§ **ACTION ITEM**
Your answer should be the full set of entries, given again without alteration.

= Beginning of Section =

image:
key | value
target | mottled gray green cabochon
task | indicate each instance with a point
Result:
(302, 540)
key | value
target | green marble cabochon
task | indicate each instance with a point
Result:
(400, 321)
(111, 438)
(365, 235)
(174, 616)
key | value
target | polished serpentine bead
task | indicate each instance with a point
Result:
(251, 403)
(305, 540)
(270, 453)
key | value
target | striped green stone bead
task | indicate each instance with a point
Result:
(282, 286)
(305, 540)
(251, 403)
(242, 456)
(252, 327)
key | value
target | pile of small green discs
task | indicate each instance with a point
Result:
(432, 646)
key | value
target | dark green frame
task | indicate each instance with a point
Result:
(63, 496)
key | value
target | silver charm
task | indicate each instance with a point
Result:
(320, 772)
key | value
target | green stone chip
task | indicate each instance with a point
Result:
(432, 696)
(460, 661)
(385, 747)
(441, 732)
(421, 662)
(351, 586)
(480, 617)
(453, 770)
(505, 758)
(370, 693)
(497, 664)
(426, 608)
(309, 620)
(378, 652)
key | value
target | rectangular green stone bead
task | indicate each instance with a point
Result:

= End of Section =

§ **PROBLEM SOLUTION**
image:
key | value
target | mottled gray green cabochon
task | indicate each instance with a point
Result:
(302, 540)
key | value
target | green marble cabochon
task | indicate each instance with a point
Result:
(400, 321)
(111, 438)
(365, 235)
(174, 616)
key | value
target | polished serpentine bead
task | indicate each instance with a point
Result:
(251, 403)
(305, 540)
(270, 453)
key | value
target | striped green stone bead
task | indicate each instance with a point
Result:
(282, 286)
(305, 540)
(251, 403)
(242, 456)
(252, 327)
key | value
target | pile of small green discs
task | indicate each instance with a point
Result:
(432, 646)
key | value
target | dark green frame
task | indicate each instance with a point
Result:
(63, 496)
key | value
target | silver charm
task | indicate each instance with a point
Result:
(320, 772)
key | value
target | green stone chip
task | indicate each instance with a point
Result:
(432, 696)
(460, 661)
(385, 747)
(441, 732)
(421, 662)
(351, 586)
(480, 617)
(453, 770)
(505, 758)
(370, 693)
(497, 664)
(426, 608)
(309, 620)
(378, 652)
key | value
target | rectangular green stone bead
task | indicate each instance with a point
Result:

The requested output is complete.